* **REQUIRED TASK A**
Please answer these questions about the snowboarding forum thread:
(i) Where does Argo board with family, and for about how many weeks of the winter?
(ii) How old is Argo's son?
(iii) What height and weight does tomtom88 give?

# Nice Forum....



## Argo (Feb 25, 2010)

I have been boarding for 4 years now with my family. We are in Wolf Creek,CO about 3-4 weeks of the winter boarding every day.... love it. I have a few questions for you guys that have been around a while on the slopes, why do people look at me so funny when I am tearing down the mountain? I am 6' and 290 lbs, big for a boarder I guess but people look at me with fear in their eyes as I come barreling down at them and about shit their pants  when I come to a powderflying hault spraying my family down with pow.... :laugh:
Why all the fear and funny looks that im a boarder? Fat guys cant board too? 

Second question, my son is 10 and is able to ride double black with ease, I usually get him the juniors group instruction and he ends up with a private all day long cause he is so advanced above the rest of the crowd, if it was your kid would you try to let him do what he could? He of course has aspirations of being the next shaun white.... I am planning to send him to a boarding camp this summer either in OR or BC(cananda), do any of you have any insight into any of this? What would you do?

Thanks


----------



## tomtom88 (Nov 13, 2008)

Argo said:


> I have been boarding for 4 years now with my family. We are in Wolf Creek,CO about 3-4 weeks of the winter boarding every day.... love it. I have a few questions for you guys that have been around a while on the slopes, why do people look at me so funny when I am tearing down the mountain? I am 6' and 290 lbs, big for a boarder I guess but people look at me with fear in their eyes as I come barreling down at them and about shit their pants  when I come to a powderflying hault spraying my family down with pow.... :laugh:
> Why all the fear and funny looks that im a boarder? Fat guys cant board too?
> 
> Thanks


I too am a bigger boarder. I'm 6'2" 320 lbs. I think we get looks just because we are a rarity on the slopes. Don't sweat it.:thumbsup:


----------



## Argo (Feb 25, 2010)

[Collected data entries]

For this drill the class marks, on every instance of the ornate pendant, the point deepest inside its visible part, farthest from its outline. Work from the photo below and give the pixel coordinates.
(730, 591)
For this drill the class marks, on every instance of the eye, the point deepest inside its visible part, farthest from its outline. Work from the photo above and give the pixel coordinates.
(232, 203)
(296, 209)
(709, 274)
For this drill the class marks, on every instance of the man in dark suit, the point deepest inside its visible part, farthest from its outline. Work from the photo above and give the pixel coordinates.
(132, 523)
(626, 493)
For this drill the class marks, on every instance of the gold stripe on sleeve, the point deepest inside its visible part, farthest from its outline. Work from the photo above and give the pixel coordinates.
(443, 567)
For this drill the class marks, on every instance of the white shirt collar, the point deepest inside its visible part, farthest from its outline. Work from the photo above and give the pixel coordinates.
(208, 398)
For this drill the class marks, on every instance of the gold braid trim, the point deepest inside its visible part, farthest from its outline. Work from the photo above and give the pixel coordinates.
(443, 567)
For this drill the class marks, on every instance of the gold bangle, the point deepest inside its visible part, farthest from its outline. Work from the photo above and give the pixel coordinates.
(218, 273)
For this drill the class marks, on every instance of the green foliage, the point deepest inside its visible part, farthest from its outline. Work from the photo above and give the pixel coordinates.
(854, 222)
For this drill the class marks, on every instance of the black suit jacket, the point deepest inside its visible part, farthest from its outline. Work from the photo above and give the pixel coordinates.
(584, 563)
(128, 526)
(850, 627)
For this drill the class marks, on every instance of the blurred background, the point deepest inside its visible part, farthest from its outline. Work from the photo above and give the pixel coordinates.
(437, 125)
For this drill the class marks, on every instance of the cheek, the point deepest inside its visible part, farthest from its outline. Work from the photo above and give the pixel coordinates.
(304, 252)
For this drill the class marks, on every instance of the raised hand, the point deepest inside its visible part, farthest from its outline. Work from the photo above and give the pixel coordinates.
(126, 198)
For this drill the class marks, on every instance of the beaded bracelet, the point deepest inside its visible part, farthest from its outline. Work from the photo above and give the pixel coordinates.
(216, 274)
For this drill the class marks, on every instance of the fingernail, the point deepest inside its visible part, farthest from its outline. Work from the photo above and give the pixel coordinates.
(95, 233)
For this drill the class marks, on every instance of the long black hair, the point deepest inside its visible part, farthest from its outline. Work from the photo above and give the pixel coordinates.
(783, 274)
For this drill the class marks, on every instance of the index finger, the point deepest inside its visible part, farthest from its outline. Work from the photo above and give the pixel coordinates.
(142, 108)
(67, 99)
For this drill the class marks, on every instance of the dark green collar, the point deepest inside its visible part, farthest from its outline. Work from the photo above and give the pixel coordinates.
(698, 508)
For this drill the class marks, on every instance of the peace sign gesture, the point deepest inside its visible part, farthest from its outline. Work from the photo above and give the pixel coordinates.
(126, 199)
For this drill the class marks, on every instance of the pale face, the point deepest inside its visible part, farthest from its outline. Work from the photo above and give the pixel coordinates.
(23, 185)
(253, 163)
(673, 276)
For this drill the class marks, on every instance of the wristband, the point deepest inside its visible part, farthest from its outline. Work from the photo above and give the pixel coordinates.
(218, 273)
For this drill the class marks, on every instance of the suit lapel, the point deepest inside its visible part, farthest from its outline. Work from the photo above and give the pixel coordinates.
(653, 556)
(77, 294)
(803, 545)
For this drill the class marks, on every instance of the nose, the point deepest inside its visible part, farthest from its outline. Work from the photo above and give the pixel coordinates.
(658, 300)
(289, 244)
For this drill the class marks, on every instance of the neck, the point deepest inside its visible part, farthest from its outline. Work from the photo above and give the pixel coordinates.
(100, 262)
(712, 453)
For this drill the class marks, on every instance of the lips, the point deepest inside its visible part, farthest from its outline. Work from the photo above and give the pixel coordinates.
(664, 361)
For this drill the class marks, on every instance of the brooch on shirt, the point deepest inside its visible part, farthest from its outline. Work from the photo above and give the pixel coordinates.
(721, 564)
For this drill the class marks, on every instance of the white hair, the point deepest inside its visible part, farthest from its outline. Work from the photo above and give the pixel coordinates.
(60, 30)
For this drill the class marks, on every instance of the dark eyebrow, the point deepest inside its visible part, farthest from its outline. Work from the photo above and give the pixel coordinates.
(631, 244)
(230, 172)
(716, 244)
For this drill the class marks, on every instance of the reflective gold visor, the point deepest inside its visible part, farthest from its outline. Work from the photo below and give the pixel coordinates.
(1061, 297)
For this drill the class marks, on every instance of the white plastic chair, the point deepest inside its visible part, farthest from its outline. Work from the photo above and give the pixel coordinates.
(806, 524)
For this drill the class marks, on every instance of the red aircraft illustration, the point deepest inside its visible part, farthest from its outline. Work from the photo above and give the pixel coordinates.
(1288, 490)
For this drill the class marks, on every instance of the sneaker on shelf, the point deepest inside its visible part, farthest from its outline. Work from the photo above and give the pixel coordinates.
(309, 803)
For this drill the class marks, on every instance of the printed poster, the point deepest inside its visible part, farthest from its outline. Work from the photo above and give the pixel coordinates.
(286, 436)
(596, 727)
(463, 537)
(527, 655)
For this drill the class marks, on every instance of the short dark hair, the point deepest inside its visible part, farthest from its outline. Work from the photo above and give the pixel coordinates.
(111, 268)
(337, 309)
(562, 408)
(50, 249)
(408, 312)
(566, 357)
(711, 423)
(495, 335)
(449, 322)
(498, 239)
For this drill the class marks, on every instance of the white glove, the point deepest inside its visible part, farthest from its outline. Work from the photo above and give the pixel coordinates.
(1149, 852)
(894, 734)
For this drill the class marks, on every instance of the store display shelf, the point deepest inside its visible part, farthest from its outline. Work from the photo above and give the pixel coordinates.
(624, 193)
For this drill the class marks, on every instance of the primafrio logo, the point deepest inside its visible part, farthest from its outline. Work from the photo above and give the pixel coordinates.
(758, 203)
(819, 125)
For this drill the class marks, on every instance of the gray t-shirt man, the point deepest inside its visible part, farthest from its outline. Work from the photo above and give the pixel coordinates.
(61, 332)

* **REQUIRED TASK B**
Report how many lines in the rows above contain the string "shelf", with case counting. Give only the number.

* **EXERCISE ANSWER A**
(i) Wolf Creek, CO, for about 3-4 weeks of the winter.
(ii) 10.
(iii) 6'2" and 320 lbs.

* **EXERCISE ANSWER B**
2